CONSIGNE:
Répondez, s'il vous plaît, aux questions suivantes sur le texte donné, en numérotant vos réponses de la même façon :
1. Le récit est-il terminé ?
2. Entre qui se déroule le dialogue mis en scène ?
3. Quelle œuvre de Chevtchenko faudrait-il choisir si une seule devait survivre ?

TEXTE DONNÉ:
---+---

Le récit s’arrête là ; il n’est pas terminé. Pourtant cette gracieuse mise en scène tout homérique, ce dialogue entre le kobzar et les jeunes filles, cette simple histoire d’amour, dont le dénoûment se perd dans le vague, et qui est arrivée mille fois dans tous les temps, dans tous les pays, ces réflexions du kobzar qui s’interrompt pour faire un peu de morale à ses auditrices, ou pour s’attendrir au souvenir de sa jeunesse écoulée, tout cela n’est-il pas empreint d’une merveilleuse poésie ? Peut-être les beautés des poèmes héroïques dont nous avons donné la brève analyse sont-ils d’un genre plus élevé, d’une inspiration plus ambitieuse ; mais si, par une hypothèse que le temps réalisera peut-être en partie, les œuvres de Chevtchenko étaient destinées à disparaître, et qu’une seule d’entre elles dût être choisie pour survivre, il nous semble qu’on ne se tromperait guère en choisissant Marianne comme le tableau le plus fidèle et le spécimen le plus gracieux de la poésie petite-russienne.

---+---

ENTRÉES AFFICHÉES:

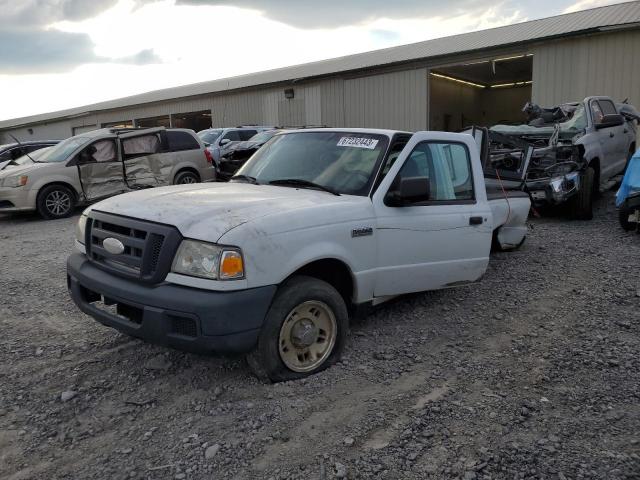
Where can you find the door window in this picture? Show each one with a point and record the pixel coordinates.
(105, 151)
(247, 134)
(140, 146)
(446, 166)
(607, 107)
(179, 141)
(596, 112)
(233, 135)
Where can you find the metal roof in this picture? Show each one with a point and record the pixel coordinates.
(623, 15)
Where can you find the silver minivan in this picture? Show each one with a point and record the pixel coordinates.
(100, 164)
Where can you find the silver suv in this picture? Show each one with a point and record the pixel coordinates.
(100, 164)
(217, 140)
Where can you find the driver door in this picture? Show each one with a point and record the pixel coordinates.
(442, 240)
(100, 170)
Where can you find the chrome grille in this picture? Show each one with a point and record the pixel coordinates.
(148, 247)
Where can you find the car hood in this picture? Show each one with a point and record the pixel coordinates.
(208, 211)
(7, 170)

---+---

CORRIGÉ:
1. Non, le récit s'arrête là sans être terminé.
2. Entre le kobzar et les jeunes filles.
3. Marianne.